Exercise requirements –
Every entry in the listing below has to be given again exactly.

======== Records provided ========

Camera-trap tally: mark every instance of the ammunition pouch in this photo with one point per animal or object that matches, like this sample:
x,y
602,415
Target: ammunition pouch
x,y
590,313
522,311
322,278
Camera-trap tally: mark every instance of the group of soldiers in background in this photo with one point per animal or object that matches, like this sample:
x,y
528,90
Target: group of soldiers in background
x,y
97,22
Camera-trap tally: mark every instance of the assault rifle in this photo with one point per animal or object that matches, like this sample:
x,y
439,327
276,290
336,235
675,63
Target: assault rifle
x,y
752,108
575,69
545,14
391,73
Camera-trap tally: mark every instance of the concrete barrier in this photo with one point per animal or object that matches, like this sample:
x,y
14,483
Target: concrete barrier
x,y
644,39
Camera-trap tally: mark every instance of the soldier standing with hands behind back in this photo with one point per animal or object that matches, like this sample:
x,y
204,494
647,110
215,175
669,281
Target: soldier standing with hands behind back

========

Response below –
Camera-trap tally: mark every instance of the ammunition pouch in this photo with one point per animal or object that matches, like this sample:
x,y
602,415
Target: ammunition pouch
x,y
590,313
522,311
322,278
Camera-trap tally: mark every instance of the group of soldiers in background in this photo with one point per animal or object that matches, like this sample:
x,y
528,90
Target: group of soldiers in background
x,y
97,22
Camera-trap tally: mark every instance of the assault rifle in this photo with one point per animal or object that matches, like this sample:
x,y
439,327
276,290
336,235
675,63
Target: assault rifle
x,y
752,108
575,69
545,14
391,73
Camera-trap tally: mark every instance of the concrete barrier in this photo with one point per animal or object that matches, like this sample:
x,y
14,483
Target: concrete barrier
x,y
644,39
Camera-trap tally: mark every instance of the soldier standing with hands behind back in this photo with one point per animal or object that matches, like this sample:
x,y
204,494
647,110
215,175
669,281
Target: soldier standing with hands behind back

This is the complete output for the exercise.